Image point grounding data —
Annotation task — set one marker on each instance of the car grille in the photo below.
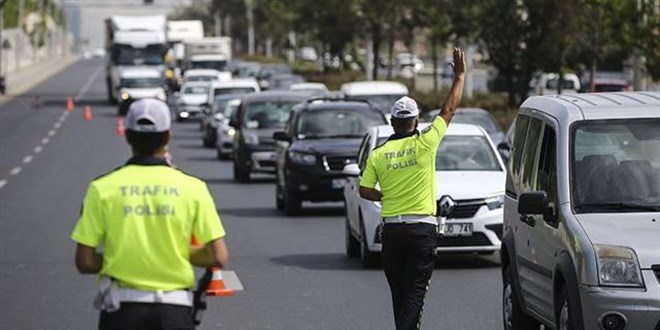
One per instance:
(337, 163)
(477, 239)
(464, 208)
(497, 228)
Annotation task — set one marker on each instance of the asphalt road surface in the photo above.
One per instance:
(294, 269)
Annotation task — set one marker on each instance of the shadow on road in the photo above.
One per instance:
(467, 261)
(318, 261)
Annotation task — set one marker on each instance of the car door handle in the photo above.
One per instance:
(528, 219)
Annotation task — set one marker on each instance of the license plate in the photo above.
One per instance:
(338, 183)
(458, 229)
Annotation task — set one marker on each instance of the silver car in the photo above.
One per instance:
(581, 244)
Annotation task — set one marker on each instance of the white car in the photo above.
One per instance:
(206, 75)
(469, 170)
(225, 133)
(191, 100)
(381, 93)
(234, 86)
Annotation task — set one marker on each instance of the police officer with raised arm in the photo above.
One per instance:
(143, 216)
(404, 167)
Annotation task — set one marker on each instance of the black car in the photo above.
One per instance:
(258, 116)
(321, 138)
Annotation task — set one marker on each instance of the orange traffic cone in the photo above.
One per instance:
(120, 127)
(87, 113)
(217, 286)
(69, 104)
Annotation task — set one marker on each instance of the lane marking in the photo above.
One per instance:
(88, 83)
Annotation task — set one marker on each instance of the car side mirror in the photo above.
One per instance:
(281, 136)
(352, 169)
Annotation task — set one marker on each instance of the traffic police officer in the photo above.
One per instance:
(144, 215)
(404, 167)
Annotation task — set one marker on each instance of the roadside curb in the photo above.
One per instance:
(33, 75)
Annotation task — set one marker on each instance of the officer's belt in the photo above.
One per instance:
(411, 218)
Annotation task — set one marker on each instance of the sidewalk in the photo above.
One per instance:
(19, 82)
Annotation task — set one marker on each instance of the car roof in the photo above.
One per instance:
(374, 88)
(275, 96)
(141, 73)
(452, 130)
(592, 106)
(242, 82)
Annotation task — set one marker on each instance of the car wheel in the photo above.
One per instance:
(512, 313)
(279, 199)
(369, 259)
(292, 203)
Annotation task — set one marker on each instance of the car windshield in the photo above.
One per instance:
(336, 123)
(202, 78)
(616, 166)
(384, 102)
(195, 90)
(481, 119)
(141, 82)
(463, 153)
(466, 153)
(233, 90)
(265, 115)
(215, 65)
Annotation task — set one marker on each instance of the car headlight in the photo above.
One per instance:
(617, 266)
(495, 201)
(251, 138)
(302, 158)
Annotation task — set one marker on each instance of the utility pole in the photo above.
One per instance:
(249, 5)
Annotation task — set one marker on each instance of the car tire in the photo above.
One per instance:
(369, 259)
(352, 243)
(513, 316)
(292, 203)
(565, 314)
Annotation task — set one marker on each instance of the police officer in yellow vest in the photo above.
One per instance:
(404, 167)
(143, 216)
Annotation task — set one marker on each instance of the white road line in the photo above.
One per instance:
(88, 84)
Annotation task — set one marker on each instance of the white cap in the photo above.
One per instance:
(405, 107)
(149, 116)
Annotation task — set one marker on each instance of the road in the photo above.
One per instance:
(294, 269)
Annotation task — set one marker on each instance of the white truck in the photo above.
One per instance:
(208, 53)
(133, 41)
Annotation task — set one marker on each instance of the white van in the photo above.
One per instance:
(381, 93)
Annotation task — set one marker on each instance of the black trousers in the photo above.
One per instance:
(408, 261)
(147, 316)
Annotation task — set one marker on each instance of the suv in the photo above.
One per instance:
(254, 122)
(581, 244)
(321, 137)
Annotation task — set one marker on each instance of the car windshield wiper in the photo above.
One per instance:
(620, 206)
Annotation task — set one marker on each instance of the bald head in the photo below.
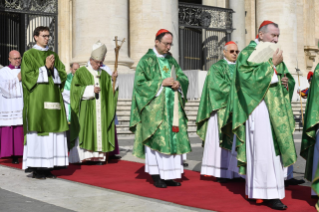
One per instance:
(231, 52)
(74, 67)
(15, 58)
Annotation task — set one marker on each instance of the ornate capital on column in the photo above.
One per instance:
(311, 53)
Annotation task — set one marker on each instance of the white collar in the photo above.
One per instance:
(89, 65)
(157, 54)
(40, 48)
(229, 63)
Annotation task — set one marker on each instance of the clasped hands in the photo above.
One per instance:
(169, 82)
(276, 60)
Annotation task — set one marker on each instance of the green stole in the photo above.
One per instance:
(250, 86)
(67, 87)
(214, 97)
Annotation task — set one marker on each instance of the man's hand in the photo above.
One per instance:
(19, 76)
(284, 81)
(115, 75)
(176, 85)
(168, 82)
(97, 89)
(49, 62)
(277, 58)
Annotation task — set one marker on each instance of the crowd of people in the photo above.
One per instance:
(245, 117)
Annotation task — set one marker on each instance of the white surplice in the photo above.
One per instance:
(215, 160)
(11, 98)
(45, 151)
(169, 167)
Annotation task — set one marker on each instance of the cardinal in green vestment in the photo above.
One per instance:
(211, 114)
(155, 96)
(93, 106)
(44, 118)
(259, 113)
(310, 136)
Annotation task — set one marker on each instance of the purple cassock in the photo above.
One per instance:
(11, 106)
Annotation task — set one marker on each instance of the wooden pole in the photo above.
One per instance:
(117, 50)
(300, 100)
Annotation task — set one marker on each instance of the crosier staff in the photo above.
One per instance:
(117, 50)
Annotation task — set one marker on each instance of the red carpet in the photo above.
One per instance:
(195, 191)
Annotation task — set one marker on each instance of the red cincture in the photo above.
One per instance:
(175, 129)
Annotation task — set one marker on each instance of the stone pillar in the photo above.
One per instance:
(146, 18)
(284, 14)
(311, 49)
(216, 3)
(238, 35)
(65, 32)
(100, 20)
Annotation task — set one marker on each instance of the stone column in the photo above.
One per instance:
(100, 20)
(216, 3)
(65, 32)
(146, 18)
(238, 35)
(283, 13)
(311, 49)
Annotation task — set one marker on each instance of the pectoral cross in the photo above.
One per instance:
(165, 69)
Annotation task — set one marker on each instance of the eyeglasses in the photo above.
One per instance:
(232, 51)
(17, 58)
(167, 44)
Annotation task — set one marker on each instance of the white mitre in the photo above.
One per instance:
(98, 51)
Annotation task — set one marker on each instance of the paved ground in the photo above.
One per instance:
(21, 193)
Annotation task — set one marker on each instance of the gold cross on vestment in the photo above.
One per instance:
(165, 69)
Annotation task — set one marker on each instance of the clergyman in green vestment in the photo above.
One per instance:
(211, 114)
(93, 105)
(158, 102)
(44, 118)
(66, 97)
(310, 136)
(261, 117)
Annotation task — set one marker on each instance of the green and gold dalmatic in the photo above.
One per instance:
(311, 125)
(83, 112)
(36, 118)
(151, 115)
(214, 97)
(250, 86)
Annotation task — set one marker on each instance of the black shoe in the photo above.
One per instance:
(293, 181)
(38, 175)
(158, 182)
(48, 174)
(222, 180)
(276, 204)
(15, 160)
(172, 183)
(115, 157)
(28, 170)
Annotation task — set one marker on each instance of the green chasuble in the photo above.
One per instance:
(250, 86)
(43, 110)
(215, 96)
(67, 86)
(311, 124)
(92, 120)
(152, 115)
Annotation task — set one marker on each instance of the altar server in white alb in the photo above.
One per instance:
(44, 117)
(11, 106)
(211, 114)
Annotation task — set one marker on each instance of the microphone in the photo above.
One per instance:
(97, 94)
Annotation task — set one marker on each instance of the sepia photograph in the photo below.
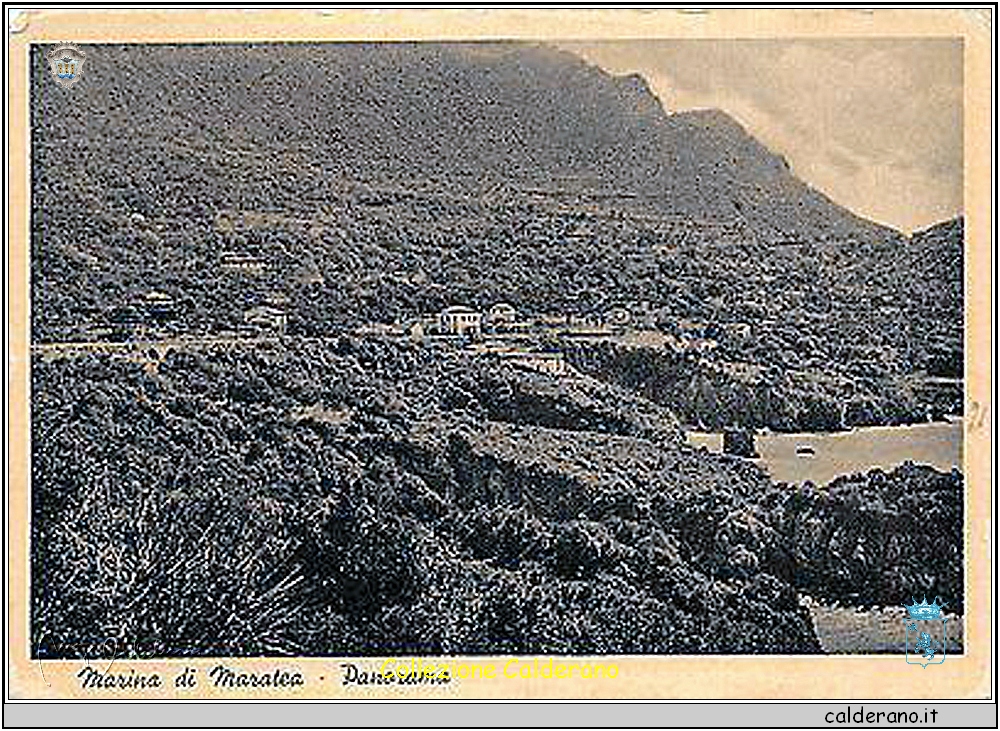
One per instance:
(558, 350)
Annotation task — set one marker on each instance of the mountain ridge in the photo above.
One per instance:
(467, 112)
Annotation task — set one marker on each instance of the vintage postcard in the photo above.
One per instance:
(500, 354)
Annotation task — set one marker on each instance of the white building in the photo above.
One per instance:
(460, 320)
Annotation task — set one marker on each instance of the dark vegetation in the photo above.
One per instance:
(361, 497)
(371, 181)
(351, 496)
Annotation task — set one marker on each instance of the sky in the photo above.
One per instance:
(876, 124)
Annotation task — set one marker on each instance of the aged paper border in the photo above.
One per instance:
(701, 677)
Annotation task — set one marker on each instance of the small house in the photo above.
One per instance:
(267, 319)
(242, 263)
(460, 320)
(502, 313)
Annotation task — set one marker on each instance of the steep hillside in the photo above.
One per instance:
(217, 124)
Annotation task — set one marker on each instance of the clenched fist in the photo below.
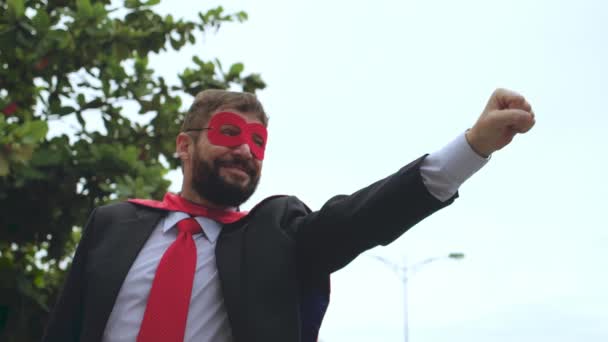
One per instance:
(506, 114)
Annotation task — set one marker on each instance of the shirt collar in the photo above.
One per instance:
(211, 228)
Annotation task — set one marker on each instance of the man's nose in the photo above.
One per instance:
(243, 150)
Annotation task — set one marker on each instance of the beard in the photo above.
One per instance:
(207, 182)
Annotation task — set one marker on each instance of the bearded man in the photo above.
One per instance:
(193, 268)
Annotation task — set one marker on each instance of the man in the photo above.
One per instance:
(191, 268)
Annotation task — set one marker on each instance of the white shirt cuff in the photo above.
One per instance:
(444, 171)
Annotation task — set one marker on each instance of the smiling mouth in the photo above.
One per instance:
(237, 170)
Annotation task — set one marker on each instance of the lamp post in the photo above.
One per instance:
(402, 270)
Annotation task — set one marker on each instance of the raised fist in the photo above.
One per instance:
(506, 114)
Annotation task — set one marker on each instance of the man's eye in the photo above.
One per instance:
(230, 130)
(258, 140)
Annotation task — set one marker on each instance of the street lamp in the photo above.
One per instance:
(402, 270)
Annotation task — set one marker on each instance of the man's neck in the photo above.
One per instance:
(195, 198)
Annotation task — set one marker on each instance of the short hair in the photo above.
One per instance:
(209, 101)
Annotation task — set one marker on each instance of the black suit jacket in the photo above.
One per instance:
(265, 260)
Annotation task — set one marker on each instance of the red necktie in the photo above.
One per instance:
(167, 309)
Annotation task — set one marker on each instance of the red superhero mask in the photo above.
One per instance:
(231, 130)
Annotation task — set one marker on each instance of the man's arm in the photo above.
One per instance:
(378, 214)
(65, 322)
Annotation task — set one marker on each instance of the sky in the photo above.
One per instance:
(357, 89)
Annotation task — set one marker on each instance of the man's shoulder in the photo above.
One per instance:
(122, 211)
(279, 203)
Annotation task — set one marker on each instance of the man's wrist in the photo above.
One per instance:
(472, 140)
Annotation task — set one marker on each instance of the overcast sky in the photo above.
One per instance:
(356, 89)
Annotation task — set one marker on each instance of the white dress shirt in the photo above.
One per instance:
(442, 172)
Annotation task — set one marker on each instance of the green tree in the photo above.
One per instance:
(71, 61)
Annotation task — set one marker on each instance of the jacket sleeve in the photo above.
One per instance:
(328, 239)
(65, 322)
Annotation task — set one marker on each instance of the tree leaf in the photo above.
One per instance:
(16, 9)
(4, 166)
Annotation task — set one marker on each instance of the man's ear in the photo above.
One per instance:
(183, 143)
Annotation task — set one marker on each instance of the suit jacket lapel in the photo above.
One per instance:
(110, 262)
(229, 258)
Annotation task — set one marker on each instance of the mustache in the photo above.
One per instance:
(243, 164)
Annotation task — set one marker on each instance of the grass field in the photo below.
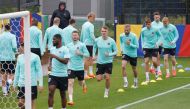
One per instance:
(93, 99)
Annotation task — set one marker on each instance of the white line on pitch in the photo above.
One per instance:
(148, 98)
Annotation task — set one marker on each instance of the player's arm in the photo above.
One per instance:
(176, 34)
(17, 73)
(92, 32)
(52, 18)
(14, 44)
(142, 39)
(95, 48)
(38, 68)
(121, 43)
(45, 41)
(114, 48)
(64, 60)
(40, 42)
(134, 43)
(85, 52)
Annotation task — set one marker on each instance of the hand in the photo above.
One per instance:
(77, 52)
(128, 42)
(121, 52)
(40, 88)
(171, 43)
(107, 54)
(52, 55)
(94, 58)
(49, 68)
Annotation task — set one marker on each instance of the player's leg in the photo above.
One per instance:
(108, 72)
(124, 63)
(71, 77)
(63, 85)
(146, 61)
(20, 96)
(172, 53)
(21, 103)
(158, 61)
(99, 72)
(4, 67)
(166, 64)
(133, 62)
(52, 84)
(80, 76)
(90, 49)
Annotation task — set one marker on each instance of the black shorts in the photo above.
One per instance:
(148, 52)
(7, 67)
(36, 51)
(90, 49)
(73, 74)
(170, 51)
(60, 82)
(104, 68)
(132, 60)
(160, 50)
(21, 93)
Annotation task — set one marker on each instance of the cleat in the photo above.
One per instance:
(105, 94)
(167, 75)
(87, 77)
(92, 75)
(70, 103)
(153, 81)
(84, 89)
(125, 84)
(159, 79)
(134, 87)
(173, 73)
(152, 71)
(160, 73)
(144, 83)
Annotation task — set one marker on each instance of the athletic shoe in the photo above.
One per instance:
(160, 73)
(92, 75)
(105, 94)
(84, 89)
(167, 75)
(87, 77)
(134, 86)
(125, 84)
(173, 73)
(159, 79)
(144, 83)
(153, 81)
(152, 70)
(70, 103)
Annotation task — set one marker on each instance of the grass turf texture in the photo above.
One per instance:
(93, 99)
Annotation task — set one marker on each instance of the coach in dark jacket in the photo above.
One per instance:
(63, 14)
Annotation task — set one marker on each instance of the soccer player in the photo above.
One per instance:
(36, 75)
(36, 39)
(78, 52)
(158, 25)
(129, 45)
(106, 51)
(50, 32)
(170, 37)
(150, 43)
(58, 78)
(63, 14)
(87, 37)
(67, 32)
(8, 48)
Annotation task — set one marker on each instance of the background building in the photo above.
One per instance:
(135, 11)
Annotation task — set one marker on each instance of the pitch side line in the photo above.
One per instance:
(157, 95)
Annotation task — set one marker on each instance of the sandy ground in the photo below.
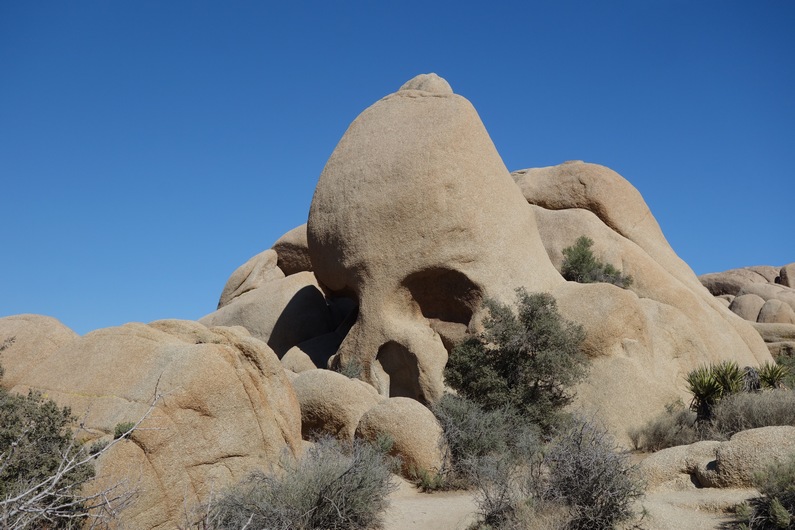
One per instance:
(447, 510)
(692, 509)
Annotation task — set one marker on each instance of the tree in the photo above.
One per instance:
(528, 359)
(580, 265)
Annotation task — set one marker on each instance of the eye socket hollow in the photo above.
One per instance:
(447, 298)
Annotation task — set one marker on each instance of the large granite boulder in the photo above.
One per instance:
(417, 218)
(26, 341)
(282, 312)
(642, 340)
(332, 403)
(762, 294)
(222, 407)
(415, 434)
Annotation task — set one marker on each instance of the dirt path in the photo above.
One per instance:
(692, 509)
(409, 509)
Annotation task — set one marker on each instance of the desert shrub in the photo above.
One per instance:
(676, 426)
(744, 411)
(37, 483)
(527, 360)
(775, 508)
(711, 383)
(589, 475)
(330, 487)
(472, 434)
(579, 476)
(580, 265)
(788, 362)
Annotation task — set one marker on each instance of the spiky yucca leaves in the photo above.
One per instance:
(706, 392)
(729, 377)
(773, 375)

Task description — If a line in the records contains the word "shoe", copy it out.

Solved problem —
Annotation task — set one marker on each instance of the black shoe in the photo above.
Annotation task — set one marker on each instance of the athletic shoe in the photo above.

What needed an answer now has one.